## DOCUMENT EXCERPT
= = = = = = =
About Split Brain and Detection Script



In Pluribus parlance, a cluster has two switches (nodes) that operate as a single logical switch. These switches periodically as well as on an event driven basis, exchange control messages over the control network to keep the status and tables (such as L2 tables, vLAG, STP, cluster states, etc)  between the two switches synchronized. If one of the nodes in the cluster fails to communicate with the peer node for three consecutive cluster-sync messages, then the node sets the cluster to offline mode and attempts to function in an independent mode. If one of the cluster nodes is down, then operating as an independent node helps to maintain continuity. 


However, if both nodes are up and the nodes are unable to sync-up (for example, due to cluster network going down), then both nodes operating in independent mode is not desirable. This situation can lead to duplicate packets such as broadcast-unknown unicast or multicast (BUM) traffic or traffic loss. This condition is known as split brain. 


To mitigate the split brain condition, Netvisor ONE provides two scenarios:


  1. Handling of Split Brain by disabling STP (starting with Netvisor ONE version 7.0.1)
  2. Handling of Split Brain using Detection Script (in Netvisor ONE version 6.1.1 HF4)
= = = = = = =
## EXERCISE TASKS
**1.** Name every example the split brain overview gives of the status and tables that the two switches keep synchronized.
**2.** Please extend the split brain overview, picking up right after its second numbered scenario.

## DATA SHOWN
= = = = = = =
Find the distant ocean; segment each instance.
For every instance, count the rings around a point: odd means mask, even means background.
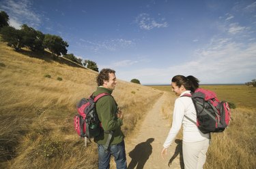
= = = = = = =
## ANSWERS FOR THE EXERCISE
**1.** L2 tables, vLAG, STP, cluster states

**2.**
Handling of Split Brain by Disabling STP


Starting from Netvisor ONE version 7.0.1 onward, the split brain handling capability of Netvisor has been enhanced by allowing seamless ingress traffic on the orphan ports. That is, during a split brain condition, when STP is disabled on the nodes of a layer 3 fabric setup:


  • All ports on both nodes of the cluster remain "up" even when a cluster node goes offline while STP is disabled. However, the flood traffic (towards vLAG ports) gets dropped after crossing over cluster because of the egress filtering rules. 
  • For ingress traffic on orphan ports, traffic entering the peer switch gets forwarded through the cluster port (assuming L2 table has the entry and is not aged out) and traffic on orphan ports remain active. 
  • When the cluster node comes back online, the cluster node re-synchronizes without having to reboot the switch.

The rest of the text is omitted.